▶ **READING PASSAGE**:
The 1907 LSU Tigers football team represented the LSU Tigers of Louisiana State University during the 1907 Southern Intercollegiate Athletic Association football season. The season was the first year under coach Edgar Wingard.  It was also the first year at LSU for star player, Doc Fenton.

Before the season
Fenton, who was from Scranton, Pennsylvania, had been heavily recruited by Wingard to play at LSU.

Schedule

Game summaries

Louisiana Industrial
The Tigers opened the season at State Field, by beating Louisiana Industrial, 28–0.  A highlight of that game was a 90-yard touchdown run by Doc Fenton. It was Louisiana Industrial's only loss on the season.

Texas and Texas A&M
This win was followed by losses on the road at Texas and Texas A&M.  After these losses, LSU went on to win 4 straight games.

Howard
The Tigers romped over Howard 57–0.

Arkansas
The 17–12  win over Arkansas was the school's first over the school.

▶ **RECORDS TO USE**:
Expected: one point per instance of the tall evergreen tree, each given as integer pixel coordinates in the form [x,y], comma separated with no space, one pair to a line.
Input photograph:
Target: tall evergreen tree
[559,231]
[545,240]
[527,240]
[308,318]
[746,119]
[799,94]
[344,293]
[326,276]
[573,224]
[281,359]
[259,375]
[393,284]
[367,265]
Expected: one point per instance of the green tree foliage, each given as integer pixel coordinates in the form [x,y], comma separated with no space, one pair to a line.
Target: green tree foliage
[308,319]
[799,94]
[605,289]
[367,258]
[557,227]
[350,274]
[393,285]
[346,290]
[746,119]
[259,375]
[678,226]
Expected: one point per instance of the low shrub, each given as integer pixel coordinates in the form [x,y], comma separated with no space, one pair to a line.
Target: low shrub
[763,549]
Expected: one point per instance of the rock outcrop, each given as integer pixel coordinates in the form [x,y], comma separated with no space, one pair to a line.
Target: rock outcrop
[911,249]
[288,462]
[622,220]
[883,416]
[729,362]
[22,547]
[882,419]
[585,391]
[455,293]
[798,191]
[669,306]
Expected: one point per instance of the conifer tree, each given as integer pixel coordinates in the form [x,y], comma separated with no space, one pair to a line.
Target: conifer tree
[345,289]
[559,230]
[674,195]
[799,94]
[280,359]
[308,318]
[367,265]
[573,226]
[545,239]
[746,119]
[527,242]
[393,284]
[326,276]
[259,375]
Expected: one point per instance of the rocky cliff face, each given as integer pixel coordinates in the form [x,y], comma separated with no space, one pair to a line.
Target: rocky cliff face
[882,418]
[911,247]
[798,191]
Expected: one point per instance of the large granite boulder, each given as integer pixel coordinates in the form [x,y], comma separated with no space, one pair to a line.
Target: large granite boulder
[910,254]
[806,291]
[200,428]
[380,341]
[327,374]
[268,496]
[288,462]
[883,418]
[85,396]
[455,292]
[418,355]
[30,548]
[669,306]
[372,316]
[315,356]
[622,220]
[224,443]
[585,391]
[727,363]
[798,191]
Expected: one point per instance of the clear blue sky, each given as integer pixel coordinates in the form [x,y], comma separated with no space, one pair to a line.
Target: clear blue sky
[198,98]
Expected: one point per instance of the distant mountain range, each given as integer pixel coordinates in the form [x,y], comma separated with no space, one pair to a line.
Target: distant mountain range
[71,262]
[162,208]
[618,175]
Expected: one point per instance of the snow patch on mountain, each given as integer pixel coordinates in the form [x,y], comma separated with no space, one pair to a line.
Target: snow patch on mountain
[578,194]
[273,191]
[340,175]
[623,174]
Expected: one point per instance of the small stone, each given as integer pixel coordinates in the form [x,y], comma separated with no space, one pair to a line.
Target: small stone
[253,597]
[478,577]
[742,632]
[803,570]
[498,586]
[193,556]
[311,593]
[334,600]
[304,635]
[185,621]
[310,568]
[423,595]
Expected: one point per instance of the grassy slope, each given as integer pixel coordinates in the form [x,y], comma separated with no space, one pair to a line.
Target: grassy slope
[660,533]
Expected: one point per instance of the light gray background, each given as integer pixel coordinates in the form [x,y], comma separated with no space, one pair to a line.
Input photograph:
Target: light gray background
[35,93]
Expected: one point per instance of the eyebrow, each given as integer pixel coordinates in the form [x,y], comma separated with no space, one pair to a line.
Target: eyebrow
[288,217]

▶ **EXERCISE INSTRUCTIONS**:
**A.** Answer these from the passage on the 1907 LSU Tigers football team, one answer per line:
(i) Where was Doc Fenton from?
(ii) What was the final score of the season opener against Louisiana Industrial?
(iii) By what score did the Tigers beat Howard?
**B.** Reproduce the stretch of the records from the line containing "Expected: one point per instance of the snow" through the end of the records.

▶ **ANSWERS FOR THE TASKS**:
**A.**
(i) Scranton, Pennsylvania
(ii) 28–0
(iii) 57–0

**B.**
Expected: one point per instance of the snow patch on mountain, each given as integer pixel coordinates in the form [x,y], comma separated with no space, one pair to a line.
Target: snow patch on mountain
[578,194]
[273,191]
[340,175]
[623,174]
Expected: one point per instance of the small stone, each given as integer pixel coordinates in the form [x,y], comma separated with no space, one pair to a line.
Target: small stone
[253,597]
[478,577]
[742,632]
[803,570]
[498,586]
[193,556]
[311,593]
[334,600]
[304,635]
[185,621]
[310,568]
[423,595]
Expected: one point per instance of the grassy slope, each given as integer pixel coordinates in the form [x,y], comma separated with no space, one pair to a line.
Target: grassy slope
[660,533]
Expected: one point per instance of the light gray background, each given as integer pixel coordinates in the form [x,y], comma separated with no space, one pair to a line.
Input photograph:
Target: light gray background
[35,93]
Expected: one point per instance of the eyebrow, each given as integer pixel coordinates in the form [x,y], comma separated with no space, one pair to a line.
Target: eyebrow
[288,217]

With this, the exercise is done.